[Region pointing data]
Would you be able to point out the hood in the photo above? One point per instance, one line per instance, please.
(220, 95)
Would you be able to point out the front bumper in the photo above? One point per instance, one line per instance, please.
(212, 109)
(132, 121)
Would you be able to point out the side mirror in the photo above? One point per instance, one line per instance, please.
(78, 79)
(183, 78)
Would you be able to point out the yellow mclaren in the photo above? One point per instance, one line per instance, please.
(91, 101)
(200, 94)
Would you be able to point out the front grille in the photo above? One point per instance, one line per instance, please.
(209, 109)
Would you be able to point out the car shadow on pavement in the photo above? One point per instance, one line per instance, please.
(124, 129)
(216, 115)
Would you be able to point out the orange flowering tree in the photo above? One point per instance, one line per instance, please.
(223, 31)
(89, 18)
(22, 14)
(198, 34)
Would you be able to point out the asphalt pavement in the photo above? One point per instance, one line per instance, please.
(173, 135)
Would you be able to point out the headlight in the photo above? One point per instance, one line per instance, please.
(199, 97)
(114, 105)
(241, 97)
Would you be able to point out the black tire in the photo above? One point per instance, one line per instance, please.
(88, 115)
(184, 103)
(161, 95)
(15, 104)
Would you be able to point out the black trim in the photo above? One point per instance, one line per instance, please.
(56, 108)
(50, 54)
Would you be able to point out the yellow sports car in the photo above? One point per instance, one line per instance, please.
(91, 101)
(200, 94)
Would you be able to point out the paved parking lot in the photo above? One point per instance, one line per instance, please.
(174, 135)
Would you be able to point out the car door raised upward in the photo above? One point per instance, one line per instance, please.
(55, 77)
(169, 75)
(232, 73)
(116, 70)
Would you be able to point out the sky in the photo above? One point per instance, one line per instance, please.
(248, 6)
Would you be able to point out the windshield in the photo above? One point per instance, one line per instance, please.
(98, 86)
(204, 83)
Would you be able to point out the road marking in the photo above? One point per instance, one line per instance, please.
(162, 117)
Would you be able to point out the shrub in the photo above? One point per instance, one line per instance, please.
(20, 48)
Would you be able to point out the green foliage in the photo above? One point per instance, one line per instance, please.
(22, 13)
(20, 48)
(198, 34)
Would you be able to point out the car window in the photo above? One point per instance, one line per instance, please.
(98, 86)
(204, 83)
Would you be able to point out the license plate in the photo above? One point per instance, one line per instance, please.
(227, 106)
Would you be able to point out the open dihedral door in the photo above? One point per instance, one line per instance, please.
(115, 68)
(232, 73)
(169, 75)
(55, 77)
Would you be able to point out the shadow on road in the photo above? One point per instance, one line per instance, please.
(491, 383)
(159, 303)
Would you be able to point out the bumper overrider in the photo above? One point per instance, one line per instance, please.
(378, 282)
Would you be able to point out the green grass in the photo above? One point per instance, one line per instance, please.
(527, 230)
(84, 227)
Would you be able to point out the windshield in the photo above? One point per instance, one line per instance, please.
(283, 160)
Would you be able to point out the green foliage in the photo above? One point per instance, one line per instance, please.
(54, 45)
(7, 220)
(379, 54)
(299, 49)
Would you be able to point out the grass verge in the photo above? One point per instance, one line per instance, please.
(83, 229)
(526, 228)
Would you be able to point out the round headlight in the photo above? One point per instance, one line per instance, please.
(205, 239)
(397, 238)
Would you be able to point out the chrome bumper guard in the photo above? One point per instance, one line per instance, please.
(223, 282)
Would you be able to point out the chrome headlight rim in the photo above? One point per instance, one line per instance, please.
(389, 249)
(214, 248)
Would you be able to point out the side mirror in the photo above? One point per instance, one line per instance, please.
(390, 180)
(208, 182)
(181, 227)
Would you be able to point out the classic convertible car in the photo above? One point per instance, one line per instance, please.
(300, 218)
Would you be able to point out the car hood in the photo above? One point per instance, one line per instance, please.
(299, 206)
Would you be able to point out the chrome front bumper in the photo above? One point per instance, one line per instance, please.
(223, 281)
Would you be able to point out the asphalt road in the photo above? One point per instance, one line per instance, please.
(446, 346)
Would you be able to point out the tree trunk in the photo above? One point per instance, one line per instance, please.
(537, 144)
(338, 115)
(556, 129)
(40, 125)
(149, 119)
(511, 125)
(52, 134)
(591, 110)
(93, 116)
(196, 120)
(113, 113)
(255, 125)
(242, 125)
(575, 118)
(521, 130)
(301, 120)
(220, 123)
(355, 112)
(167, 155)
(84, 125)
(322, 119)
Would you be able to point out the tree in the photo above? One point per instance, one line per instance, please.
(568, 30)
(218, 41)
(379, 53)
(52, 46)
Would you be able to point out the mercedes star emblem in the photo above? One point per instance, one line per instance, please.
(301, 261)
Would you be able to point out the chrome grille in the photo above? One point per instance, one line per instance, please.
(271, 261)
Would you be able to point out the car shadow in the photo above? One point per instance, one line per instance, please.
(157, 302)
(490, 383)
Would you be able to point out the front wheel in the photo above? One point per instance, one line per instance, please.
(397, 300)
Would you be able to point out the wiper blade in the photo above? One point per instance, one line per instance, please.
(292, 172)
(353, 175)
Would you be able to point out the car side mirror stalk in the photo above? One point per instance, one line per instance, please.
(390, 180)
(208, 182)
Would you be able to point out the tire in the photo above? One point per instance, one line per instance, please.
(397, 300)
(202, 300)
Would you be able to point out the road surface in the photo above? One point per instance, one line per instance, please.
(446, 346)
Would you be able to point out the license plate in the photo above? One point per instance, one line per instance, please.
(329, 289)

## INSTRUCTIONS TO FOLLOW
In full and without alteration, write out the data above.

## RESPONSE TO THIS EXERCISE
Would you be able to point out the hood in the photo above? One point per instance, one line per instance, please.
(220, 95)
Would you be able to point out the front bumper in the photo above? One point per instance, one line per instance, please.
(212, 109)
(132, 121)
Would you be able to point out the side mirror in the photo above? One point per instance, one line per instance, please.
(78, 79)
(183, 78)
Would you be able to point out the yellow mclaren in the photo above? One point per instance, one line per instance, please.
(91, 101)
(200, 94)
Would you be able to point out the front grille in the photo above? One point per instance, one line per instance, please.
(209, 109)
Would you be able to point out the car shadow on pavement in the photo above? One point per instance, one line per instance, please.
(124, 129)
(216, 115)
Would you be able to point out the orange flowering tree in the photo above? One point per instance, one line per instance, please.
(223, 31)
(89, 18)
(22, 14)
(198, 34)
Would you be able to point out the asphalt pavement in the photo above? One point per instance, one line per instance, please.
(173, 135)
Would you be able to point out the headlight in the photo above? One point per instance, one line per instance, please.
(199, 97)
(114, 105)
(241, 97)
Would you be able to point out the black tire in the photo above? One point per instance, one line per instance, please.
(88, 115)
(184, 103)
(161, 95)
(15, 104)
Would you be able to point out the black trim in the photo above? One point per instance, one line per instance, please.
(56, 108)
(50, 54)
Would you be able to point out the yellow sports car in the photo above? One point per instance, one line per instance, please.
(91, 101)
(200, 94)
Would you be able to point out the paved parking lot in the photo above? One point per instance, one line per instance, please.
(174, 135)
Would you be able to point out the car door raised upward in the photo above? One point per instance, one line per instance, please.
(55, 77)
(169, 75)
(232, 73)
(116, 70)
Would you be able to point out the sky in the photo above? One point per instance, one line per instance, please.
(248, 6)
Would you be able to point out the windshield in the photo above? One point per instance, one line per instance, please.
(98, 86)
(204, 83)
Would you be able to point out the road marking in the photo above? One point per instance, one line per instance, please.
(162, 117)
Would you be able to point out the shrub in the photo above? One point per instance, one line per instance, please.
(20, 48)
Would you be able to point out the green foliage in the photo above? One point per instance, one line per instance, please.
(22, 13)
(20, 48)
(198, 34)
Would you be able to point out the car window in the photo above? One point per instance, one line per instance, please.
(98, 86)
(204, 83)
Would you be able to point out the license plate in the photo above? One point per instance, one line per instance, please.
(227, 106)
Would you be able to point out the open dihedral door in the photo above? One point per instance, one line per instance, please.
(115, 68)
(232, 73)
(169, 75)
(55, 77)
Would you be able to point out the shadow on road in the photo above? One point per instance, one line per instance, please.
(491, 383)
(159, 303)
Would you be able to point out the bumper overrider in the photo above? One point per instance, one line per instance, please.
(378, 282)
Would you be able to point out the green grass in the photo above? One point per instance, one line per instance, please.
(527, 230)
(84, 227)
Would you be able to point out the windshield in the photo above? One point per instance, one line per instance, please.
(283, 160)
Would you be able to point out the green foliage in the photo above? One point per instance, one line per instance, please.
(54, 45)
(7, 220)
(379, 54)
(299, 49)
Would you be able to point out the grass verge in the photo above? One point per instance, one line per instance, please.
(83, 229)
(526, 228)
Would you be able to point out the round headlight in the photo above? One point per instance, one line per instance, please.
(205, 239)
(397, 238)
Would you be able to point out the chrome bumper guard in the photo above? One point per instance, one line per instance, please.
(223, 282)
Would you be able to point out the chrome headlight rim in the photo above? One point per instance, one line per instance, please.
(389, 249)
(214, 248)
Would you be able to point out the side mirror in the photo above? One point per instance, one line per instance, please.
(390, 180)
(208, 182)
(181, 227)
Would you be able to point out the classic convertible car in the photo above? One point per instance, one line per instance, please.
(300, 218)
Would you be able to point out the car hood in the photo above? One point per instance, one line per instance, please.
(299, 206)
Would you be able to point out the chrome front bumper in the photo above? One point per instance, one line per instance, please.
(223, 281)
Would you be able to point out the asphalt road in the photo above? One point per instance, one line per instance, please.
(446, 346)
Would you be able to point out the tree trunk in the photo above? One point per instance, one line per instance, please.
(537, 144)
(338, 115)
(556, 129)
(40, 125)
(149, 119)
(511, 125)
(52, 134)
(591, 110)
(93, 116)
(196, 120)
(113, 113)
(255, 125)
(242, 125)
(575, 118)
(521, 130)
(301, 120)
(220, 123)
(355, 112)
(167, 155)
(84, 125)
(322, 119)
Would you be able to point out the tree in the photo above? One point per instance, one line per instance, please.
(568, 30)
(218, 41)
(379, 53)
(52, 46)
Would you be able to point out the mercedes star emblem in the photo above? One point per instance, one line per instance, please.
(301, 261)
Would you be able to point out the chrome grille in the photo above? One point per instance, one line per instance, please.
(271, 261)
Would you be able to point out the car shadow in the photo above? One point per instance, one line per instance, please.
(157, 302)
(490, 383)
Would you be able to point out the front wheel in the photo above? One point per instance, one line per instance, please.
(397, 300)
Would you be able to point out the wiper blade in the photo above? One point per instance, one line per instance, please.
(292, 172)
(353, 175)
Would you be able to point out the car side mirror stalk in the photo above? One point per instance, one line per instance, please.
(390, 180)
(208, 182)
Would you be able to point out the tire in the photo above? One point per instance, one line per instance, please.
(397, 300)
(202, 300)
Would you be able to point out the road surface in the photo above? One point per instance, one line per instance, please.
(446, 346)
Would you be able to point out the license plate in the photo above? One point per instance, one line per instance, please.
(329, 289)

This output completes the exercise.